**Stated goal 1:**
In the listing below, copy out the lines word for word, beginning at the line that contains "For every instance of the thorny" and stopping after the line that contains "x=103 y=108".

**Text to read:**
++++++++++++++++++++

This quote. perhaps more than any other in American history, has been parsed, debated, argued, embraced, and discounted. The crew and the Pilgrims (Less than half of the passengers on the Mayflower were Pilgrims, or ‘Saints’ as they referred to themselves. The rest were passengers looking to make their way and their fortune in the New World) did not get along – so it is natural they would want to be rid of the self-righteous group as soon as possible. The crew still held out hope to return to England before winter, but after a few attempts to make their way south, they resigned themselves to staying until spring. The Atlantic Ocean at this time of year is a fickle beast, and the short trip south was highly dangerous in the late fall. The captain eventually did allow the new refugees back onto the ship but urged them to find their own accommodations. 

 
The first savage winter 

The Pilgrims were very suspicious of the New World’s water and did not like the taste. Other than a ration of beer to celebrate Christmas on board the ship, they had to make do on their own throughout that first winter, during which half the new settlers and crew died (45 of the original 102 colonists perished). It is likely that they carried the simple supplies to make beer once on land, but that would not have lasted long. There is much debate as to how much the “victuals being much spent especially our beere” played into their decision to stay, but Bradford talks about provisions a number of times in his diary, so it is difficult to say it had nothing to do with it. The Virginia Colony was a thriving English corporate settlement, intent of reaping the spoils of the new land and sending the wealth back to the King. They would have fared much better that first winter in the English Colony, but then they would have ended up forgotten along with the thousands of others arriving in the New World to make the King rich. This area was still wilderness, and while white English men had been visiting the area for decades, they were all alone. The fact that they ended up outside the Virginia Colony meant that they were their own settlement – outside the laws and protection of the Crown. This required an agreement in writing, binding the “saints and strangers” as William Bradford called the motley group of Puritans and other settlers. The 41 men signed the loose governmental agreement, which came to be known as the Mayflower Compact – and it is the foundation for the Declaration of Independence that followed 150 years later.

++++++++++++++++++++

**Data for this exercise:**

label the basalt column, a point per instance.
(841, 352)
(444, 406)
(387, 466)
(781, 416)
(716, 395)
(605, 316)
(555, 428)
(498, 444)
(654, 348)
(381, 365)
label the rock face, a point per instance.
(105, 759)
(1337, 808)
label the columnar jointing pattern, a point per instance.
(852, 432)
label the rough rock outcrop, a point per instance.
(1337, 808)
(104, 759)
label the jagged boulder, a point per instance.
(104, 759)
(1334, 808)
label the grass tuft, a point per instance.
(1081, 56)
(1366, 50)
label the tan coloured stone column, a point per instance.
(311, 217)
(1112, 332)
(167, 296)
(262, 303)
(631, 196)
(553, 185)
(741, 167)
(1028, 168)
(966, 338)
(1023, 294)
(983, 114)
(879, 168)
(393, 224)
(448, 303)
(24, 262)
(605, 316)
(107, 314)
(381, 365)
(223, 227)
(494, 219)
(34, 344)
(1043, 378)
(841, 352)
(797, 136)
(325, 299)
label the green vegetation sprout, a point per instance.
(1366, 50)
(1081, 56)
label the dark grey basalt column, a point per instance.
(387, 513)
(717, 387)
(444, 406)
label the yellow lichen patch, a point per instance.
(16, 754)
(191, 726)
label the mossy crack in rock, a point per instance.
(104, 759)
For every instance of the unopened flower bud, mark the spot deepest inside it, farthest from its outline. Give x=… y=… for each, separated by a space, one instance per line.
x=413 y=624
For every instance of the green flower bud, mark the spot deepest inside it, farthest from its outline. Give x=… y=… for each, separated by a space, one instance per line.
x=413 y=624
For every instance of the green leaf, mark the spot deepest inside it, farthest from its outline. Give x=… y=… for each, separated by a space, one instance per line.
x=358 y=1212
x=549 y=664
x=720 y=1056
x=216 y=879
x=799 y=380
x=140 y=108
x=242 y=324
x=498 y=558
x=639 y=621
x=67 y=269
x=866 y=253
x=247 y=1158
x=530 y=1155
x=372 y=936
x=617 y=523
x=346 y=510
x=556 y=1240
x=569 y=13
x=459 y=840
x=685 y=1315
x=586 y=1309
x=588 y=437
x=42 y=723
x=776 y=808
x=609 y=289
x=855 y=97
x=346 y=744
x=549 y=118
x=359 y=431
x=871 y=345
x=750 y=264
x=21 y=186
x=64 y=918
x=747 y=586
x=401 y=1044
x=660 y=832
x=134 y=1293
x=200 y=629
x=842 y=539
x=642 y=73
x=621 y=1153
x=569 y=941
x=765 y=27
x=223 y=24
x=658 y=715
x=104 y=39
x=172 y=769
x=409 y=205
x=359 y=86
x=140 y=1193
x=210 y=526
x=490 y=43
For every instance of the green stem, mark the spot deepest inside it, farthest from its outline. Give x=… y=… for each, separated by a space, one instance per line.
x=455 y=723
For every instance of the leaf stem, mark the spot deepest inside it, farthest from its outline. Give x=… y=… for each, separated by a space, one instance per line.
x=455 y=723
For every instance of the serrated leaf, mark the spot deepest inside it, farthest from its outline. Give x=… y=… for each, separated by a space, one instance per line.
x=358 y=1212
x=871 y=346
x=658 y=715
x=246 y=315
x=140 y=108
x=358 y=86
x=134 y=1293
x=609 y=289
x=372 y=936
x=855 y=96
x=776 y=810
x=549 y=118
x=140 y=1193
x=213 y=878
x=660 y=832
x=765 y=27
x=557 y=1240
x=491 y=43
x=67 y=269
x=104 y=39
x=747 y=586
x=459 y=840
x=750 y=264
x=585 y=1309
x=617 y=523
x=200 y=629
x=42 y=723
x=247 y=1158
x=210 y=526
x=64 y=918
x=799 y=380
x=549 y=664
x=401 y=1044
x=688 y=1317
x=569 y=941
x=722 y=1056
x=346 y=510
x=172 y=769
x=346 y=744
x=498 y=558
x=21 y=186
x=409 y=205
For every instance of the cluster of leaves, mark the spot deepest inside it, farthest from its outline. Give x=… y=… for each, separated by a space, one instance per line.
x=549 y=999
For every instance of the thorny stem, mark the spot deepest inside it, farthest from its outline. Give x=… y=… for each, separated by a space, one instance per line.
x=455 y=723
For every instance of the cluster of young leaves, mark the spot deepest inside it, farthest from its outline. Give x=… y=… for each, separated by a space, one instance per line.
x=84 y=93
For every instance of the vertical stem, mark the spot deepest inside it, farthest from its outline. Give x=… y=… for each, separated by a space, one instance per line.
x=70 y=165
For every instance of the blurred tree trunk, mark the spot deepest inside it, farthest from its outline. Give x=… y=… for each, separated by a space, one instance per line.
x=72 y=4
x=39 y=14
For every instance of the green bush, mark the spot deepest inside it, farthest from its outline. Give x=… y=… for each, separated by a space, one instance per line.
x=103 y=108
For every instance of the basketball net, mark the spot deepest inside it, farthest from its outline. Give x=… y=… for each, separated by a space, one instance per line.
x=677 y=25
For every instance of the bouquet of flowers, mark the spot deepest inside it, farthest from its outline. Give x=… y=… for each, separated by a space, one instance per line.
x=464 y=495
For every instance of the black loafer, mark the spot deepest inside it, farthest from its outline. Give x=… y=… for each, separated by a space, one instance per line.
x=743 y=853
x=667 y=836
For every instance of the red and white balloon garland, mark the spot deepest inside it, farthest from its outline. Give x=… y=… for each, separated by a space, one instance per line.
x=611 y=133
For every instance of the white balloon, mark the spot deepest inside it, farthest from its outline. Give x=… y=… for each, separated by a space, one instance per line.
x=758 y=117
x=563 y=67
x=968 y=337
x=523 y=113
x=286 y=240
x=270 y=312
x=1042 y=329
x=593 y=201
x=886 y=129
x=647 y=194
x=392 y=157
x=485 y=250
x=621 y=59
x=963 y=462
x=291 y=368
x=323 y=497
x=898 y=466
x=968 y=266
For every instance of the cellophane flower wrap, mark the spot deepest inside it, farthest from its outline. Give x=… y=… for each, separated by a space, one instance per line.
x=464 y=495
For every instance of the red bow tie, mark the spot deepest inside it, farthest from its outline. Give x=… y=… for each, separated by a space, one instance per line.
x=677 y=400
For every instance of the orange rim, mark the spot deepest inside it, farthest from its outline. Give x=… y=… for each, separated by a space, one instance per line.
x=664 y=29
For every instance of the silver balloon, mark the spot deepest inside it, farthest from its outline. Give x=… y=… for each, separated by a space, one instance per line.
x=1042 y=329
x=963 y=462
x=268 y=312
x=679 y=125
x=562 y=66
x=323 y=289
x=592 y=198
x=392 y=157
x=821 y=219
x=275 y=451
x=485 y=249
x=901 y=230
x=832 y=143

++++++++++++++++++++

**Stated goal 2:**
According to the passage about the Pilgrims and the Mayflower, how many men signed the Mayflower Compact?

**Final answer 1:**
For every instance of the thorny stem, mark the spot deepest inside it, farthest from its outline. Give x=… y=… for each, separated by a space, one instance per line.
x=455 y=723
For every instance of the cluster of young leaves, mark the spot deepest inside it, farthest from its outline. Give x=… y=… for each, separated by a space, one instance per line.
x=84 y=93
For every instance of the vertical stem, mark the spot deepest inside it, farthest from its outline. Give x=… y=… for each, separated by a space, one instance per line.
x=70 y=165
For every instance of the blurred tree trunk, mark the spot deepest inside it, farthest from its outline. Give x=… y=… for each, separated by a space, one instance per line.
x=72 y=4
x=39 y=14
For every instance of the green bush, mark the spot deepest inside it, farthest from its outline. Give x=… y=… for each, separated by a space, one instance per line.
x=103 y=108

**Final answer 2:**
41 men signed it.